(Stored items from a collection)
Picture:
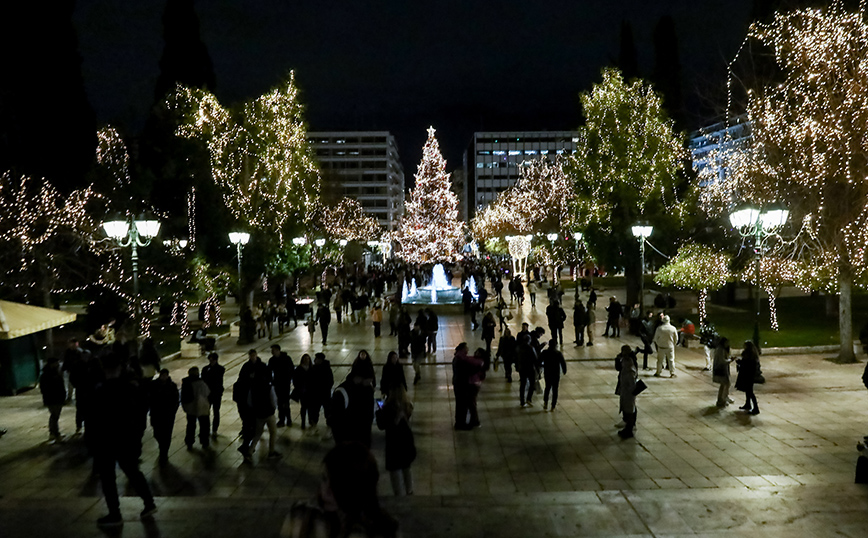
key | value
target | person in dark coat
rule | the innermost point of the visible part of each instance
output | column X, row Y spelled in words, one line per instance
column 747, row 367
column 418, row 340
column 119, row 421
column 212, row 375
column 553, row 364
column 351, row 410
column 53, row 396
column 282, row 369
column 506, row 353
column 392, row 374
column 526, row 359
column 488, row 327
column 580, row 319
column 84, row 373
column 320, row 383
column 301, row 388
column 394, row 419
column 164, row 399
column 433, row 325
column 324, row 317
column 465, row 369
column 613, row 318
column 556, row 316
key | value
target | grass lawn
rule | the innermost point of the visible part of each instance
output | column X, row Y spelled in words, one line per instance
column 802, row 321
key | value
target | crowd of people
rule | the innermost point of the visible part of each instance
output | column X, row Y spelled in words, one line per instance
column 116, row 389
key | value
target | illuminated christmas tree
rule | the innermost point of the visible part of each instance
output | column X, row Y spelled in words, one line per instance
column 430, row 230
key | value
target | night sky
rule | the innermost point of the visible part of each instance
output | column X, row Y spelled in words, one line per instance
column 399, row 65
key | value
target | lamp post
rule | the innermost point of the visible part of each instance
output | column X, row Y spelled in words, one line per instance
column 641, row 233
column 133, row 233
column 759, row 224
column 239, row 239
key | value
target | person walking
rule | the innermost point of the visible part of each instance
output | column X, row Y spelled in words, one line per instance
column 417, row 351
column 433, row 327
column 392, row 374
column 53, row 390
column 164, row 401
column 628, row 376
column 613, row 318
column 351, row 410
column 465, row 369
column 665, row 338
column 526, row 359
column 720, row 371
column 377, row 319
column 488, row 327
column 394, row 419
column 556, row 316
column 119, row 420
column 320, row 383
column 580, row 319
column 506, row 353
column 324, row 317
column 531, row 290
column 194, row 400
column 747, row 368
column 553, row 364
column 282, row 369
column 301, row 392
column 212, row 375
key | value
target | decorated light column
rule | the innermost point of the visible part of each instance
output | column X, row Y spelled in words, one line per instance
column 239, row 239
column 752, row 222
column 134, row 234
column 641, row 233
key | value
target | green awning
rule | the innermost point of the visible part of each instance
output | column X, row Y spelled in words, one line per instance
column 18, row 319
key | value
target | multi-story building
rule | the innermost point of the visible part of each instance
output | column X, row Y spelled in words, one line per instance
column 363, row 165
column 711, row 146
column 492, row 160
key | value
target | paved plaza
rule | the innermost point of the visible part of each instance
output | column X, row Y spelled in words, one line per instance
column 692, row 469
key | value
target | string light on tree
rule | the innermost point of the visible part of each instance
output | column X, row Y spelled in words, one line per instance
column 430, row 230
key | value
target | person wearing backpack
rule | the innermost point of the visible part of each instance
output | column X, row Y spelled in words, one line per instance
column 194, row 400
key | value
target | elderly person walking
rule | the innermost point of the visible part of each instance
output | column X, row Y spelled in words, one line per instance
column 720, row 371
column 627, row 378
column 665, row 338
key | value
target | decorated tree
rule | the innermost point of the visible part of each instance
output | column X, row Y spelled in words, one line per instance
column 45, row 238
column 697, row 267
column 627, row 169
column 430, row 230
column 259, row 154
column 809, row 150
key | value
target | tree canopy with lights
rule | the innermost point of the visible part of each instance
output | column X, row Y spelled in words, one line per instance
column 259, row 154
column 627, row 169
column 540, row 201
column 430, row 230
column 809, row 149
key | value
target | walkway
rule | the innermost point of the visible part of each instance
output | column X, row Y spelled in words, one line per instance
column 692, row 469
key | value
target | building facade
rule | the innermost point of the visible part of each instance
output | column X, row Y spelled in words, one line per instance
column 493, row 159
column 710, row 147
column 363, row 165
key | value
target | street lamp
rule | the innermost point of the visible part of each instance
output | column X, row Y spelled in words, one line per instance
column 753, row 222
column 133, row 233
column 641, row 233
column 239, row 239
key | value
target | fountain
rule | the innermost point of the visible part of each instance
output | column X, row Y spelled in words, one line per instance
column 438, row 292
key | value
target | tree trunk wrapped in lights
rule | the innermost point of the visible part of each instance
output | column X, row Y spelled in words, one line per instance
column 627, row 169
column 809, row 149
column 430, row 230
column 259, row 154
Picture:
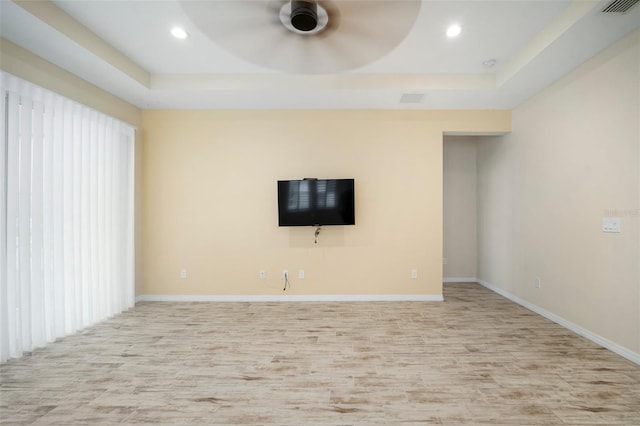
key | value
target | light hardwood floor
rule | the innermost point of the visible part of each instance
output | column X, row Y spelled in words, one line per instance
column 476, row 358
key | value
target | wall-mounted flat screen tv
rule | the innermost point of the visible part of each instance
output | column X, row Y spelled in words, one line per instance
column 316, row 202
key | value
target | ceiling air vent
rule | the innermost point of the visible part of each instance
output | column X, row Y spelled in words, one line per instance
column 619, row 6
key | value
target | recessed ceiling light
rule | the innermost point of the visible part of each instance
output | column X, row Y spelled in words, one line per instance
column 490, row 63
column 180, row 33
column 454, row 30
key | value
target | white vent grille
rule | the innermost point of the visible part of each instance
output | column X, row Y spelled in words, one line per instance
column 411, row 98
column 619, row 6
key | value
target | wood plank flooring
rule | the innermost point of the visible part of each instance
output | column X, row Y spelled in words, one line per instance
column 476, row 358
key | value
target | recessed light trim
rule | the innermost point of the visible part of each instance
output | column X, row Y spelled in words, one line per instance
column 454, row 30
column 179, row 33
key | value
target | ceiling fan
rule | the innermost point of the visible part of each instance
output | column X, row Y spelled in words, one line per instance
column 305, row 36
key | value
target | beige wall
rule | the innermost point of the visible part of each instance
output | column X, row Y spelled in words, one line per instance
column 573, row 156
column 459, row 207
column 210, row 199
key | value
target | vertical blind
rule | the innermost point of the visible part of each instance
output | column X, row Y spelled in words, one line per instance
column 66, row 217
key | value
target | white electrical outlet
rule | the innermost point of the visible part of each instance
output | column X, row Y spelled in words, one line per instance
column 611, row 224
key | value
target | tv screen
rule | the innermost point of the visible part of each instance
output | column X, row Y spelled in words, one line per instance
column 316, row 202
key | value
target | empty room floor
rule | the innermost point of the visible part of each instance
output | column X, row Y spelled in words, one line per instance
column 476, row 358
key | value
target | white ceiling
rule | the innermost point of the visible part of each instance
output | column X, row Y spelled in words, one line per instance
column 125, row 48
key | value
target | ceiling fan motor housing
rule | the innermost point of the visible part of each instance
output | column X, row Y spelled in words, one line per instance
column 304, row 15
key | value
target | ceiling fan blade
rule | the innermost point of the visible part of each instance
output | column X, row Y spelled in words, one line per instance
column 358, row 32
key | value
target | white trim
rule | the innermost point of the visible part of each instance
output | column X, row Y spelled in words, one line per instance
column 460, row 280
column 606, row 343
column 291, row 298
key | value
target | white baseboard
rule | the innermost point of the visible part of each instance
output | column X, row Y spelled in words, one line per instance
column 460, row 280
column 292, row 298
column 606, row 343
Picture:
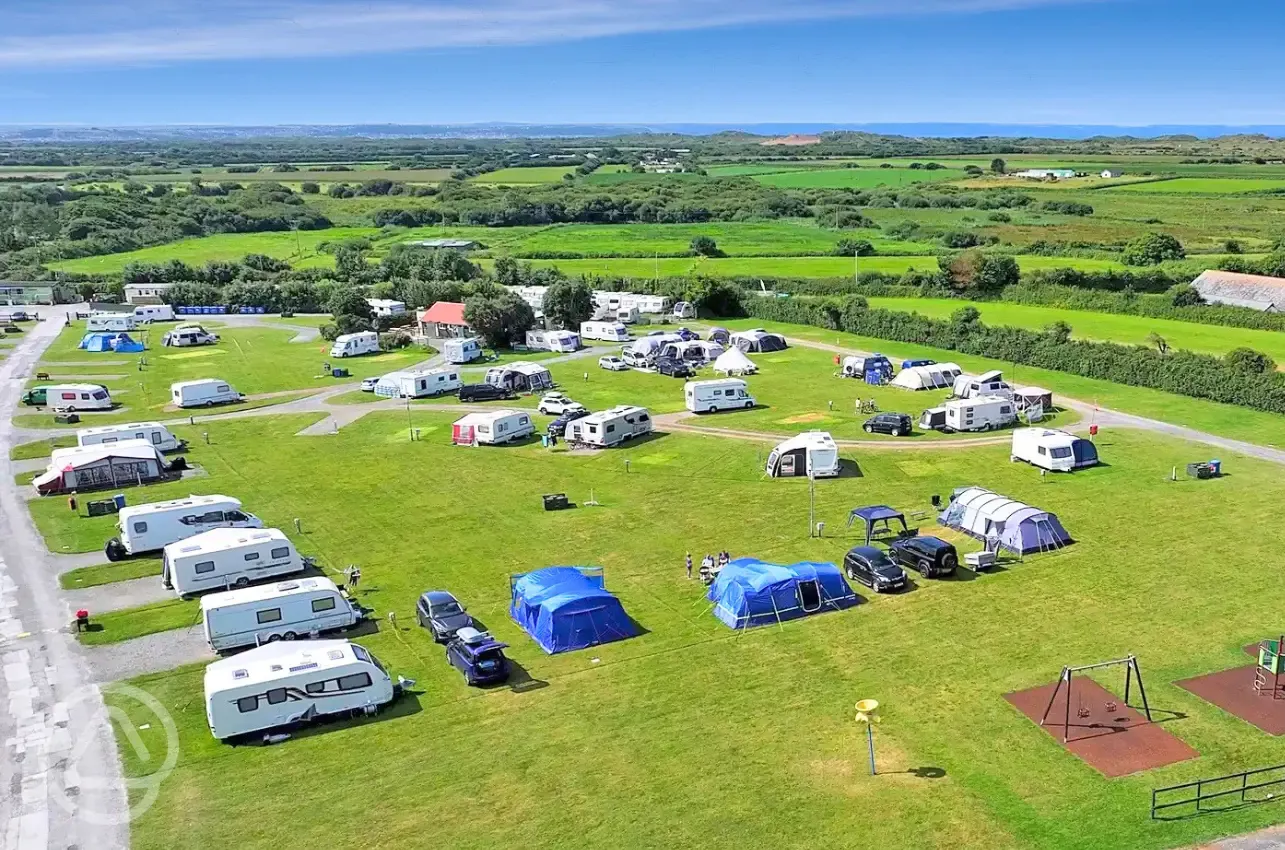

- TASK OBJECTIVE:
Identify every line in the rows above that contains the word "walking", and copy each of those lines in full.

- RESULT:
target | person walking
target | elderly person walking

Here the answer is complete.